*** Text segment ***

Raptor swallowed again, clenching his teeth before he mustered the courage to speak. "I just... I want to do what's right. He winced, knowing how dumb that sounded, aware of all the trespasses he had made against her when she had deserved none of it. "I messed up. Big time. I messed up a lot. I treated you like shit because I am shit and I am stupid and I thought I could fix my problems, and prove myself, by—" He stopped, bit his lip, and got to the point.

"You don't have to like me — you shouldn't like me... but let me help with them. Please. You shouldn't have to raise pups on your own. I can bring food or..."
2 / 3 THREADS
1,022 Posts
Ooc — Chelsie
Guardian
Offline
#5
It was kind of sad, actually, to watch this gigantic jerk-ass wolf bury himself in the sand like that. A hot bolt of satisfaction shot through Wylla and made her lips turn up into a smug smirk—finally, someone showing her to respect she deserved, but coming from him of all wolves it was too little, too late. He spouted a whole lot of excuses that only made her growl through her mouthful of fish, and at length she spat it into the sand and pressed it firmly down with a white paw.

"Bullshit," she shouted at him, tail lashing. "You took me to the wrong wolves then made me feel like carrion and then tried to murder me for your mistake! You're lower than shit water and you deserve to drown in it." What did he think picking on a younger wolf would prove? How much of a total dick he was? Raptor was right. He'd proven himself, all right. Proven himself for the scumbag he was, and proven to Wylla that trusting strangers in any capacity was idiotic.

***

» **Tasks for this exercise**
• 1. What does Wylla spit into the sand in the story excerpt?
• 2. Please return the stretch of the story excerpt from "2 / 3 THREADS" through "a white paw.".

*** Stored data ***

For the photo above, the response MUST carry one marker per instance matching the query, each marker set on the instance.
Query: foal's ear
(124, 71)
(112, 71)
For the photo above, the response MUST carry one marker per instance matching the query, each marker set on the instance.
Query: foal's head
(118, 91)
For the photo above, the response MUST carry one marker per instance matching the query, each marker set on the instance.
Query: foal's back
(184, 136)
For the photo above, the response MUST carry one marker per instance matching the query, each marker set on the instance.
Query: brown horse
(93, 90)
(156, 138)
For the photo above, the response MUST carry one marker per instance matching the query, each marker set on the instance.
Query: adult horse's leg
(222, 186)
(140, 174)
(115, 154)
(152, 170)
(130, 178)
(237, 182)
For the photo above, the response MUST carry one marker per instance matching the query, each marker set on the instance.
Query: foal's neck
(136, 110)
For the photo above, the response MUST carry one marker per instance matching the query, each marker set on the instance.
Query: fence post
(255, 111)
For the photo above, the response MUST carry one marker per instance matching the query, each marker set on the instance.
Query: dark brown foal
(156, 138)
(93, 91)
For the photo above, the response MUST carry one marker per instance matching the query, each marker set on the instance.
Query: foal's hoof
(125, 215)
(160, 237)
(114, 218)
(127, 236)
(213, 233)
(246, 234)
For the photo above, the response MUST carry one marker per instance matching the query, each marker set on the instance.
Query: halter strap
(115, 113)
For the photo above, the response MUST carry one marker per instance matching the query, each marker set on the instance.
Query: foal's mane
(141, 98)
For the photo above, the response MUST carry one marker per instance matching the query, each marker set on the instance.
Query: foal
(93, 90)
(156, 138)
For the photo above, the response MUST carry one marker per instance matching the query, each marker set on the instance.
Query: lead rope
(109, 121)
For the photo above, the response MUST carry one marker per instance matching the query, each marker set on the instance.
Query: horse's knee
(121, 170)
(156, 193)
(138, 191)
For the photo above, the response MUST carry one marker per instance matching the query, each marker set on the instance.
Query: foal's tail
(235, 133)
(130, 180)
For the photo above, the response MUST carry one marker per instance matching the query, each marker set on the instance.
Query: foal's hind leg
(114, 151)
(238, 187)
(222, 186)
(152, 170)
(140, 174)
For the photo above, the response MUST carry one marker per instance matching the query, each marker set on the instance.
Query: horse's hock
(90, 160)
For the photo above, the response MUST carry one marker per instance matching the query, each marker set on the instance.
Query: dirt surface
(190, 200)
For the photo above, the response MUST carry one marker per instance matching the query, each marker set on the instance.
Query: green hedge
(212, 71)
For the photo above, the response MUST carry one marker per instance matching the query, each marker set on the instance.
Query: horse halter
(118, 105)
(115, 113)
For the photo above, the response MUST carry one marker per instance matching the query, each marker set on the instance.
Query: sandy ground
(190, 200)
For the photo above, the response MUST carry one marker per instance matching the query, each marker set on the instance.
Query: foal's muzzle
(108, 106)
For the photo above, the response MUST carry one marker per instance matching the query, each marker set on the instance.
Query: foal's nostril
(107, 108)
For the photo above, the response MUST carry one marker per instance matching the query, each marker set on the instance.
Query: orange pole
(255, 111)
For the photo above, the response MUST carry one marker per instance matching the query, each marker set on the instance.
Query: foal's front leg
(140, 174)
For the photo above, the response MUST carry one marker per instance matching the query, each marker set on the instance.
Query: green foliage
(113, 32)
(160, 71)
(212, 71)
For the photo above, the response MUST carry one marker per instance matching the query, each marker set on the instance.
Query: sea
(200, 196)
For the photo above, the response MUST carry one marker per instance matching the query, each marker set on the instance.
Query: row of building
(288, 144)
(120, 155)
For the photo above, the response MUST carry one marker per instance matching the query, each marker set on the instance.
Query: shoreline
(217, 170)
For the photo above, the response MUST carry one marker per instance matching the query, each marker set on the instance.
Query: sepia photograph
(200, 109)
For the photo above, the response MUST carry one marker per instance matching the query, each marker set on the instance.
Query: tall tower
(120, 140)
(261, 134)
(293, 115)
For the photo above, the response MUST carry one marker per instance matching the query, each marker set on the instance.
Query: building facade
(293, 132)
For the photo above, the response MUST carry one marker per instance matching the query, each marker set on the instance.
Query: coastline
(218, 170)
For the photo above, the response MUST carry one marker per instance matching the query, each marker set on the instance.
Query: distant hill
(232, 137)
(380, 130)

***

» **Responses in order**
• 1. Her mouthful of fish.

• 2.
2 / 3 THREADS
1,022 Posts
Ooc — Chelsie
Guardian
Offline
#5
It was kind of sad, actually, to watch this gigantic jerk-ass wolf bury himself in the sand like that. A hot bolt of satisfaction shot through Wylla and made her lips turn up into a smug smirk—finally, someone showing her to respect she deserved, but coming from him of all wolves it was too little, too late. He spouted a whole lot of excuses that only made her growl through her mouthful of fish, and at length she spat it into the sand and pressed it firmly down with a white paw.